TEXTE FOURNI:
Frédéric Laurent-Miel : Le futur TGV INOUI, c’est à la fois plus d’es pace, plus de connectivité, plus de capacité et une empreinte carbone réduite. Grâce à de nouveaux matériaux et à une conception éco-pensée, nous pourrons proposer plus de places pour les passagers et les bagages. Nous sommes parvenus à augmenter les capacités (jusqu’à 20% de places supplémentaires), ce qui était nécessaire, car nous nous trouvions en tension avec l’augmentation de la fréquentation, tout en améliorant la qualité et le confort. Les nouvelles rames seront également plus économes en énergie et profiteront d’une maintenance prédictive favorisant leurs disponibilité et efficience. Vous pourrez avoir un aperçu sur notre stand du salon IFTM !
Quotidien du Tourisme : Et pour le Wi-Fi ?
Frédéric Laurent-Miel : La qualité du Wi-Fi dépend beaucoup moins des rames que des infrastructures extérieures et de l’amélioration des réseaux mobiles. L’aménagement de nos rames vise à toujours favoriser la meilleure captation et répartition du signal pour les passagers, que ce soit sur le wifi ou les signaux télécoms, même s’il existe une contrainte matérielle forte. Cartes, multimodalité et recommandations aux agences
Quotidien du Tourisme : Quels conseils donneriez-vous aux agences pour mieux vendre le train ?
Frédéric Laurent-Miel : Les agences jouent un rôle crucial et effectuent un travail très efficace sur la prescription et la facilitation de l’achat des billets de trains. Les recommandations que nous formulons à nos partenaires sont notamment de valoriser les services, la Carte Liberté et nos applis pour accompagner les voyageurs lors de leurs trajets (l’app TGV INOUI PRO par ex.). Nous les encourageons à proposer ces solutions qui répondent aux attentes des voyageurs d’affaires au cours de leurs déplacements avec les facilités d’échange, le placement à bord, les salons voyageurs etc.

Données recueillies

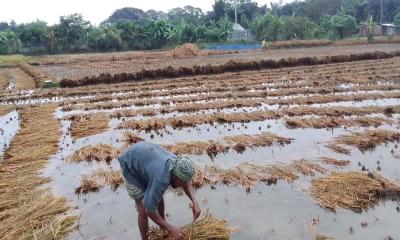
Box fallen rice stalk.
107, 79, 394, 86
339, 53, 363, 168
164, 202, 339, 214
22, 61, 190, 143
69, 114, 109, 139
315, 235, 335, 240
311, 172, 400, 212
0, 105, 77, 240
76, 160, 327, 194
320, 157, 350, 168
148, 211, 230, 240
330, 129, 400, 152
70, 144, 121, 164
75, 169, 124, 195
284, 117, 388, 129
122, 131, 143, 147
9, 68, 36, 90
118, 106, 400, 131
163, 140, 225, 158
0, 105, 15, 117
70, 132, 293, 163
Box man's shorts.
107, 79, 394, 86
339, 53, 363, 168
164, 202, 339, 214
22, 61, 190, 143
124, 178, 144, 200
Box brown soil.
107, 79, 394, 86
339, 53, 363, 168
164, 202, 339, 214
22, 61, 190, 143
172, 43, 201, 58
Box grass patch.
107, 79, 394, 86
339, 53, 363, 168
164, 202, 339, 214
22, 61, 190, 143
0, 54, 29, 67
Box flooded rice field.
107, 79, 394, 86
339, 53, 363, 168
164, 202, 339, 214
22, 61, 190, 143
0, 53, 400, 240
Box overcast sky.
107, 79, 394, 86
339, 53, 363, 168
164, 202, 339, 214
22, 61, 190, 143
0, 0, 291, 24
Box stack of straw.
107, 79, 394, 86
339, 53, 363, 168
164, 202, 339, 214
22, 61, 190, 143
148, 211, 229, 240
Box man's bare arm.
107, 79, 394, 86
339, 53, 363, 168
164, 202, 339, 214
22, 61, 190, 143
183, 181, 201, 219
146, 209, 185, 240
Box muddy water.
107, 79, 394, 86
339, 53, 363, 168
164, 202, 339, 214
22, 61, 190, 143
45, 106, 400, 240
0, 111, 20, 160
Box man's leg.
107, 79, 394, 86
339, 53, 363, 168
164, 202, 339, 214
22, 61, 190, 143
135, 199, 149, 240
158, 197, 165, 220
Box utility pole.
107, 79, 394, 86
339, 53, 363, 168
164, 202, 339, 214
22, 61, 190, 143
381, 0, 383, 35
235, 0, 237, 24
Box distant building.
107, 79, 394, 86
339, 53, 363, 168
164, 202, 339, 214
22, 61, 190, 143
229, 23, 251, 41
382, 23, 396, 36
359, 23, 396, 36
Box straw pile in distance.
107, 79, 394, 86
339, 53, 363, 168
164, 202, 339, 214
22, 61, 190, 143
75, 169, 124, 196
284, 117, 387, 129
122, 131, 143, 147
0, 105, 15, 117
69, 144, 121, 164
163, 132, 293, 158
320, 157, 350, 168
69, 114, 109, 139
315, 235, 335, 240
0, 105, 77, 240
148, 211, 230, 240
311, 172, 400, 212
76, 159, 327, 194
328, 129, 400, 153
70, 131, 293, 163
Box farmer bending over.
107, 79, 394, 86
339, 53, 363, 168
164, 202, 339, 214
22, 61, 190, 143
118, 142, 201, 240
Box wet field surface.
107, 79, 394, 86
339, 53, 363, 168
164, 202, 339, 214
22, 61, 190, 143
0, 53, 400, 240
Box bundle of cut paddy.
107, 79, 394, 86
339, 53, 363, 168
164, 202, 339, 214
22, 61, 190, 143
148, 212, 230, 240
75, 176, 103, 195
320, 157, 350, 168
331, 129, 400, 152
75, 169, 124, 195
224, 132, 293, 148
285, 117, 385, 129
163, 140, 225, 157
70, 144, 120, 164
69, 114, 109, 138
163, 132, 293, 158
289, 159, 326, 176
123, 131, 143, 146
311, 172, 400, 212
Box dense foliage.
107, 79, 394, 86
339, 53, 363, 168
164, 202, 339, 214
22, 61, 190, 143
0, 0, 400, 54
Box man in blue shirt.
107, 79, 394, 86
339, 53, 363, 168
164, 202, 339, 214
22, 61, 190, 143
118, 141, 201, 240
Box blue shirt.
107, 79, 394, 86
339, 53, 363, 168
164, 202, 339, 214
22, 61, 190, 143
118, 142, 176, 212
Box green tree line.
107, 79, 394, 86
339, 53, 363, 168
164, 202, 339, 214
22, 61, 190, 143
0, 0, 400, 54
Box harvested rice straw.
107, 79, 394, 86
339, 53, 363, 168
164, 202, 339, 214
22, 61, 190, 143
0, 105, 15, 117
325, 143, 351, 155
163, 140, 229, 158
0, 69, 8, 92
148, 211, 230, 240
75, 169, 124, 195
289, 159, 327, 176
311, 172, 400, 212
331, 129, 400, 152
9, 68, 36, 90
122, 131, 143, 147
284, 117, 387, 129
319, 157, 350, 168
69, 144, 121, 164
223, 132, 293, 148
76, 160, 325, 194
69, 114, 109, 139
75, 176, 103, 196
0, 105, 77, 240
315, 235, 335, 240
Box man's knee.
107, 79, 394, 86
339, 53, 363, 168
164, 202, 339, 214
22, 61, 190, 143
135, 199, 147, 216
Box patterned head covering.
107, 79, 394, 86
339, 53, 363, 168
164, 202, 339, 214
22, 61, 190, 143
171, 156, 196, 182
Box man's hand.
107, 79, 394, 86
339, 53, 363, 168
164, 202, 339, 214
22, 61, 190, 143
168, 227, 185, 240
192, 202, 201, 220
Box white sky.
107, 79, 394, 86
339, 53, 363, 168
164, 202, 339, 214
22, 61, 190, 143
0, 0, 291, 24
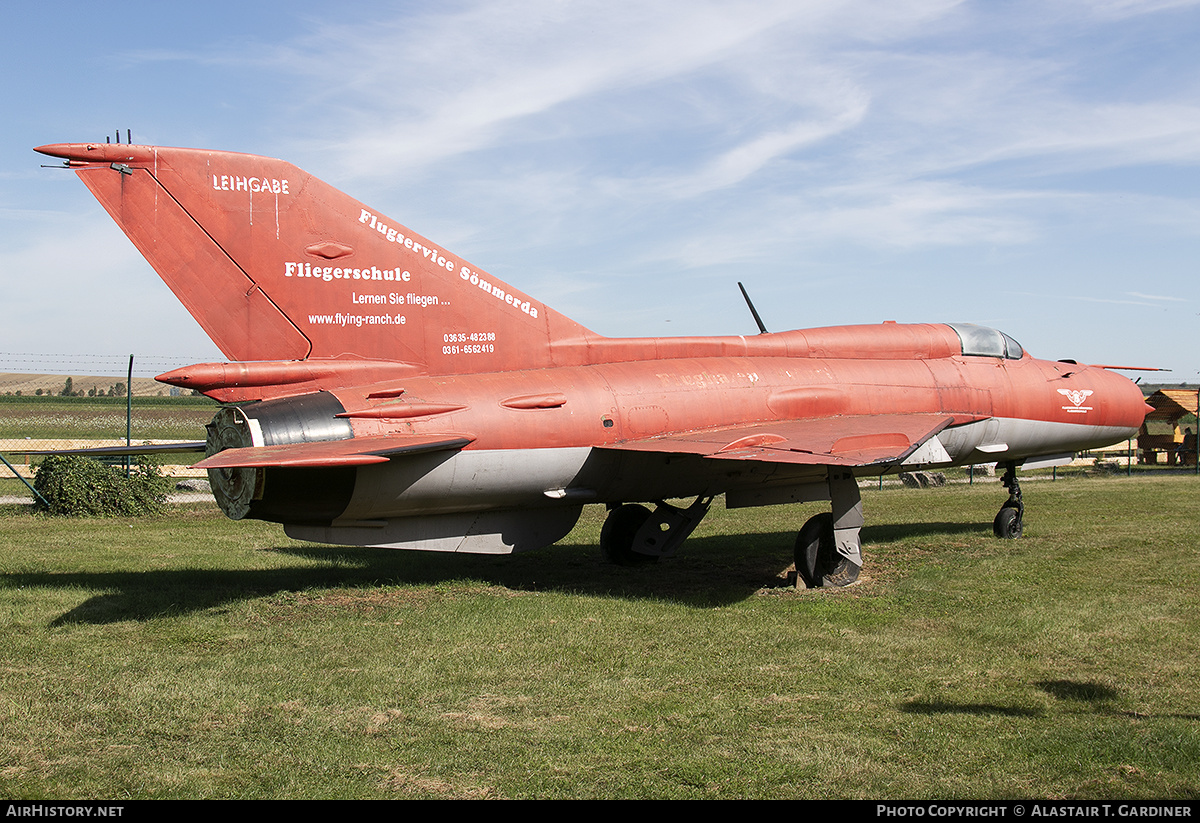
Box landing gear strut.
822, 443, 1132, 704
991, 461, 1025, 540
600, 497, 713, 566
796, 471, 863, 589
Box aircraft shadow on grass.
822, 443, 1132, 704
18, 523, 990, 626
899, 680, 1200, 720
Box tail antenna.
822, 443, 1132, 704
738, 281, 769, 335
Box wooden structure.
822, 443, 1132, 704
1138, 389, 1200, 465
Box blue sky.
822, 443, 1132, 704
0, 0, 1200, 383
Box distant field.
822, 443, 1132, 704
0, 396, 217, 441
0, 474, 1200, 799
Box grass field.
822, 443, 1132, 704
0, 396, 217, 443
0, 475, 1200, 799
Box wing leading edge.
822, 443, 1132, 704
194, 434, 475, 469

CONSIGNE A:
D'après l'entretien sur le futur TGV INOUI, quelle hausse de capacité les nouvelles rames permettent-elles ?
CONSIGNE B:
Indiquez si chacune des affirmations suivantes est conforme à l'entretien sur le futur TGV INOUI, en citant les mots du texte qui le justifient. (i) La qualité du Wi-Fi dépend surtout des rames. (ii) Les nouvelles rames consommeront moins d'énergie. (iii) Il est recommandé aux partenaires de mettre en avant la Carte Liberté.
CONSIGNE C:
Poursuivez l'entretien sur le futur TGV INOUI à la suite de la dernière réplique.

CORRIGÉ A:
Jusqu'à 20 % de places supplémentaires.

CORRIGÉ B:
(i) Non : « La qualité du Wi-Fi dépend beaucoup moins des rames que des infrastructures extérieures et de l’amélioration des réseaux mobiles. »
(ii) Oui : « Les nouvelles rames seront également plus économes en énergie »
(iii) Oui : « valoriser les services, la Carte Liberté et nos applis »

CORRIGÉ C:
Quotidien du Tourisme : Justement, la Carte Liberté continue-t-elle sa progression ?
Frédéric Laurent-Miel : Oui. Nous avons maintenu en 2025 une offre très attractive pour les voyageurs d’affaires : 349€ par an ou même 299€ en contrat PRO, amortis en six voyages seulement. Le succès est au rendez-vous. Nous avons décidé de pérenniser ce tarif après le succès de notre promotion 2024 et les fortes adhésions que cela a généré.
Une année 2025 sous de bons auspices ?
Quotidien du Tourisme : 2025 sera-t-elle meilleure que 2024 ?
Frédéric Laurent-Miel : Tous les indicateurs sont favorables. Nous avons évoqué la nette reprise du business travel et du loisir, et nous n’observons pas le même recul que l’année dernière pour cause des JO qui avaient dissuadé bon nombre de Français dans leurs déplacements. Nous avons retrouvé la forte dynamique des années post-COVID, ce qui est une bonne nouvelle pour le transport écologique. Il y aura toujours des aléas, mais la tendance est clairement à la hausse. L’été 2025 a d’ailleurs été très performant puisque nous avons battu des records de fréquentation à bord de nos TGV.
Quotidien du Tourisme : Dernière question sur les prix. Vous les avez augmentés ?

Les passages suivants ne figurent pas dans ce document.